Point-based annotation data
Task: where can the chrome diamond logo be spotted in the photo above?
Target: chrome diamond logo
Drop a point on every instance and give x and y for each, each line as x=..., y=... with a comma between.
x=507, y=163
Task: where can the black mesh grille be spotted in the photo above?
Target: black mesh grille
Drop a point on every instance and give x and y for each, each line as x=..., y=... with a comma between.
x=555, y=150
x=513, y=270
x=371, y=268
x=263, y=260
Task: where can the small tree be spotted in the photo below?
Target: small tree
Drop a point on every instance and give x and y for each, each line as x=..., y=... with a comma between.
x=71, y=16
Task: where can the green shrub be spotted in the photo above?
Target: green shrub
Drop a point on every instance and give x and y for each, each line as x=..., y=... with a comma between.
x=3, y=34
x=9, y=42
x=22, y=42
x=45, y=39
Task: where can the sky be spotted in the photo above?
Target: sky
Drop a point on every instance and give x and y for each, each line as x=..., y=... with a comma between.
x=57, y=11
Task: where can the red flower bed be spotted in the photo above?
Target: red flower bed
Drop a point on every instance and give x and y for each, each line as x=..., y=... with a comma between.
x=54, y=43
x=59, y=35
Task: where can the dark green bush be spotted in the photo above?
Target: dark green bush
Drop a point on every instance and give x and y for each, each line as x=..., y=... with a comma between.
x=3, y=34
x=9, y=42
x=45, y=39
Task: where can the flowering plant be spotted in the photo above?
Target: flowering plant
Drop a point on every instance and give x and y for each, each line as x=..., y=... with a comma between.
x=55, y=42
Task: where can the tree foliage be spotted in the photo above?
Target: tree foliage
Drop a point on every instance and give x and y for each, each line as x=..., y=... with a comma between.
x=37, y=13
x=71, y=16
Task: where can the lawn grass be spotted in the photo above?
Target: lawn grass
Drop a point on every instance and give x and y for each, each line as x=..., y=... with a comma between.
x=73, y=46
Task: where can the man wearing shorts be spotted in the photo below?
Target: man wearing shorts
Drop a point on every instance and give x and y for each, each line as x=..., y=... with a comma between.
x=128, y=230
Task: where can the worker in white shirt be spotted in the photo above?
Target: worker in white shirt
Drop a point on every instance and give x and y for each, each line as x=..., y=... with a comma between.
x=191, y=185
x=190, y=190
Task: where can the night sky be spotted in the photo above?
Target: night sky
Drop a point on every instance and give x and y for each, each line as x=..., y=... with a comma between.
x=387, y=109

#### What is asked
Copy the records word for word, beginning with their first line and ending with the line that contains "x=263, y=260".

#### Exercise result
Task: where can the chrome diamond logo be spotted in the photo above?
Target: chrome diamond logo
Drop a point on every instance and give x and y for each, each line as x=..., y=... with a comma between.
x=507, y=163
Task: where can the black mesh grille be spotted in the photo above?
Target: black mesh grille
Drop a point on every instance and give x and y for each, each line as x=..., y=... with a comma between.
x=555, y=150
x=513, y=270
x=371, y=268
x=263, y=260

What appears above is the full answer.